Testo fornito =
Presentato al Festival del Cinema di Roma in anteprima nazionale, “Il ragazzo e l’airone”, questo il titolo adottato per la versione italiana del nuovo film dello Studio Ghibli diretto da Hayao Miyazaki, è un film pregno di idee che si presenta nella forma per la maggior parte del tempo quieto, misterioso, ammantato da un velo crepuscolare e da un forte sense of wonder. Se questa descrizione potrebbe essere superficialmente applicata a uno qualsiasi degli altri film di Miyazaki, va detto che il suo ultimo film è tra i più personali, se non il più personale, a cui abbia mai lavorato. “Il Ragazzo e l’Airone” pesca a piene mani dalla lunga carriera cinematografica del regista e recupera i suoi stilemi più riconoscibili per creare un’esperienza ricca, trasognata, a volte grottesca, ma sempre vera, sempre con il supporto dell’inattaccabile qualità tecnica e senza disdegnare anche qualche omaggio al compianto collega Isao Takahata.
“Il Ragazzo e l’Airone” è un film che è più godibile meno si sa a riguardo. Svelare la trama nel dettaglio sa quasi di tradimento nei confronti dell’idea originale intorno al marketing, ma è, tuttavia, una caratteristica che purtroppo nel mercato occidentale andrà (anzi, è già andata) inevitabilmente a perdersi. A grandi linee, la domanda che fa da titolo originale, “come vivi?”, è la domanda che da il via al viaggio del giovane Mahito. La madre è venuta a mancare durante i bombardamenti che hanno distrutto anche la sua casa, ed il ragazzo è costretto a spostarsi insieme al padre, già risistematosi, in una casa in campagna. In questa situazione di forte crisi interiore, Mahito riceve sempre più spesso la visita di un airone cenerino, un personaggio che presto si rivelerà in grado di condurlo in un altro mondo dove la madre potrebbe essere ancora viva.
Senza scendere nei dettagli, c’è tutto ciò che ha reso Miyazaki l’autore immediatamente riconoscibile e la leggenda dell’animazione che è, pregi e difetti. C’è la guerra sullo sfondo di una vicenda intima e umana e c’è il rapporto dell’uomo con la natura; ci sono l’evasione in mondi fantastici, la crescita, il conflitto e la morte. Ci sono momenti dall’animazione talmente impeccabile da far commuovere. C’è, soprattutto, una trasparenza totale nel raccontare la vicenda, eguagliata solo alla maestria con cui viene raccontata.

Record forniti =

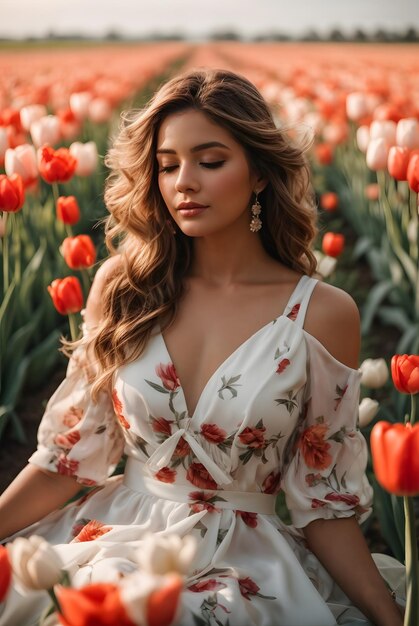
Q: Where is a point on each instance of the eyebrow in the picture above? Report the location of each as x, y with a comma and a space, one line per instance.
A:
202, 146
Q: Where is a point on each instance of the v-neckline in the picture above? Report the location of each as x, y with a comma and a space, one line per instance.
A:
294, 293
217, 370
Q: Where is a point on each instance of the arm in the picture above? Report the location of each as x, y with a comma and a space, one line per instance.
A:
36, 491
339, 544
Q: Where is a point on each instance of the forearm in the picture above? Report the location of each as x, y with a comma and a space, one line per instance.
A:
33, 494
340, 546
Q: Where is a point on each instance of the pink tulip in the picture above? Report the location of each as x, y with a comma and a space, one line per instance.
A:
356, 105
99, 110
86, 155
377, 154
407, 134
22, 161
46, 130
32, 113
3, 144
79, 104
363, 138
385, 129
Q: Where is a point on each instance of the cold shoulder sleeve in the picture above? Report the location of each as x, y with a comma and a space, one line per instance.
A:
78, 437
326, 475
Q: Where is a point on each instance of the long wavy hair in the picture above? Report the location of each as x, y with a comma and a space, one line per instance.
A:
144, 290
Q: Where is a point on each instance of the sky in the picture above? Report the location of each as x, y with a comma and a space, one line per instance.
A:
197, 18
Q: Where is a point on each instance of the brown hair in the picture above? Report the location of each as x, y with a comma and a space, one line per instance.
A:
146, 288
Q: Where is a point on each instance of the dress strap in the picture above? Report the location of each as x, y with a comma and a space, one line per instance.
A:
298, 303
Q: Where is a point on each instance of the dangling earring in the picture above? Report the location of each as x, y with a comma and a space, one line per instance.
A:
256, 222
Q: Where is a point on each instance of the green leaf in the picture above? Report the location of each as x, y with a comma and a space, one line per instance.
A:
373, 302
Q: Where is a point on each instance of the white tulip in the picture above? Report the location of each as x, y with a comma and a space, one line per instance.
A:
374, 373
86, 155
79, 104
363, 138
46, 130
367, 411
164, 554
31, 113
35, 563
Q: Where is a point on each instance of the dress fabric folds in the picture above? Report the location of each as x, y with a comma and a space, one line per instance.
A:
277, 418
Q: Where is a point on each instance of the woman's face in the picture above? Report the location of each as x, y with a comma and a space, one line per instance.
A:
204, 177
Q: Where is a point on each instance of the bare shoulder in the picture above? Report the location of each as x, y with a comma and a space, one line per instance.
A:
94, 305
333, 319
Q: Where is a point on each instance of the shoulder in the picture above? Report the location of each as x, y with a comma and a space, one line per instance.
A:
333, 319
94, 305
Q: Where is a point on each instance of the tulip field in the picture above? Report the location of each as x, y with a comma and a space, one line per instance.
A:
356, 106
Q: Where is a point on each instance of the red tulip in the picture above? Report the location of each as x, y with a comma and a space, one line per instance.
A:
395, 455
5, 572
398, 159
333, 244
413, 172
12, 193
56, 166
93, 605
66, 294
324, 153
329, 201
405, 372
79, 252
68, 210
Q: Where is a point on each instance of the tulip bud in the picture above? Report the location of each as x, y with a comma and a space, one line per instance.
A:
32, 113
412, 173
12, 193
79, 252
407, 134
384, 129
99, 111
46, 130
329, 201
377, 154
79, 104
86, 156
35, 563
405, 372
22, 161
66, 294
363, 138
68, 210
325, 264
333, 244
356, 105
398, 160
56, 166
368, 409
164, 554
374, 373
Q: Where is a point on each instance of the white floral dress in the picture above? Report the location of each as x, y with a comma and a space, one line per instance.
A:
279, 416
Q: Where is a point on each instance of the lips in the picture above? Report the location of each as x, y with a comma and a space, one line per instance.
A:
190, 205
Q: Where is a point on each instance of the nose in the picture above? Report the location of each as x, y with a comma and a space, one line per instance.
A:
186, 179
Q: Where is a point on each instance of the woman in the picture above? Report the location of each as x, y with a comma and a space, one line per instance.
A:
231, 371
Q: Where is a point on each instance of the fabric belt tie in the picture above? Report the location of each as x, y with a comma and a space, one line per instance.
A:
162, 455
248, 501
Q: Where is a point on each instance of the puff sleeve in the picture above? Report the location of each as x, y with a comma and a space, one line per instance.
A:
78, 437
326, 475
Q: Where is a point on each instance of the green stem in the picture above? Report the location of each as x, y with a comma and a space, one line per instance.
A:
412, 563
74, 331
5, 255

Istruzioni =
- A) Trascrivi senza alcuna modifica le righe dei record che vanno da quella contenente "the green stem" fino alla fine dei record, estremi compresi.
- B) Prosegui il testo sul film "Il ragazzo e l'airone" a partire dal punto in cui si interrompe.
Il testo e i record non hanno alcun legame tra loro.

Risultati dell'esercizio =
- A)
Q: Where is a point on each instance of the green stem in the picture above? Report the location of each as x, y with a comma and a space, one line per instance.
A:
412, 563
74, 331
5, 255

- B)
Per il primo terzo del film il tono è più intimista, familiare nei rimandi bucolici de “Il Mio Vicino Totoro” e nelle relazioni di “Si Alza il Vento”; poi viene ceduto il passo alla trasmigrazione nell’altro mondo de “La Città Incantata” e agli aspetti più surreali de “Il Castello Errante di Howl”. Nonostante questa spartizione, l’idea, vedendo il film, è quella assistere ad un lungo, dolceamaro, flusso di coscienza frutto della mente di un uomo avanti con gli anni, che prima ricrea in maniera maniacale la realtà e che poi cerca di creare un mondo nuovo che risulta, per sua natura, sconnesso, pieno di crepe e destinato a finire di lì a breve. Entrambe queste anime si intersecano continuamente: c’è magia nell’ordinario; c’è la necessità della morte nello straordinario.
Non è un film pulito e i riferimenti, seppur presenti solo concettualmente, a volte funzionano solo per autoreferenzialità; questa è l’unica grande debolezza della struttura. Il film gioca col tempo, le dimensioni, le possibilità e a tratti ci sono dei passaggi la cui consequenzialità è confusa. Il film preferisce abbracciare il lato emotivo molto più spesso di quanto si preoccupi di mantenere una propria coesione interna. Se però le idee sono così tante da generare spaesamento, gli intenti invece non sono mai stati così chiari. Il film riesce nella straordinaria impresa di avere una personalità distinta nonostante abbia una riconoscibile identità patchwork, o nonostante i personaggi al centro della vicenda non affrontino mai dei conflitti davvero incisivi.
Sarebbe oltretutto sbagliato interpretare il film solo come una parabola metanarrativa sulla vita e le opere del regista giapponese. Mai come in questo caso, l’artista rivolge lo sguardo al presente ed accetta il fatto che i propri difetti si scontrano con la storia che deve raccontare. C’è una forte malinconia che permea ogni personaggio, creatura ed ambiente del mondo con cui Mahito si interfaccia, ma c’è anche un forte senso di pace e di equilibrio. Ciò che è inquietante diventa aggraziato e poi ritorna inquietante, ancora e ancora come in un cerchio. E poi, semplicemente, tutto finisce.
I film di Miyazaki sono stati in grado di fare breccia nel cuore di così tanti appassionati per lo stesso motivo per cui ci sono riusciti tutti i grandi registi autoriali: perché instaurano una discussione con lo spettatore. In questo caso, la domanda è più aperta che in qualsiasi altro suo lavoro: “Tu come vivi? Io ho vissuto in questo modo”. Così facendo, resta un messaggio per chi verrà: per quanto il mondo possa essere pieno di cose spaventose ed incomprensibili vale la pena trovare il bello in esso. Le cose finiscono, a volte senza essere completamente risolte o comprese, e va bene così. Qualunque cosa accada, in qualche modo, andrà tutto bene.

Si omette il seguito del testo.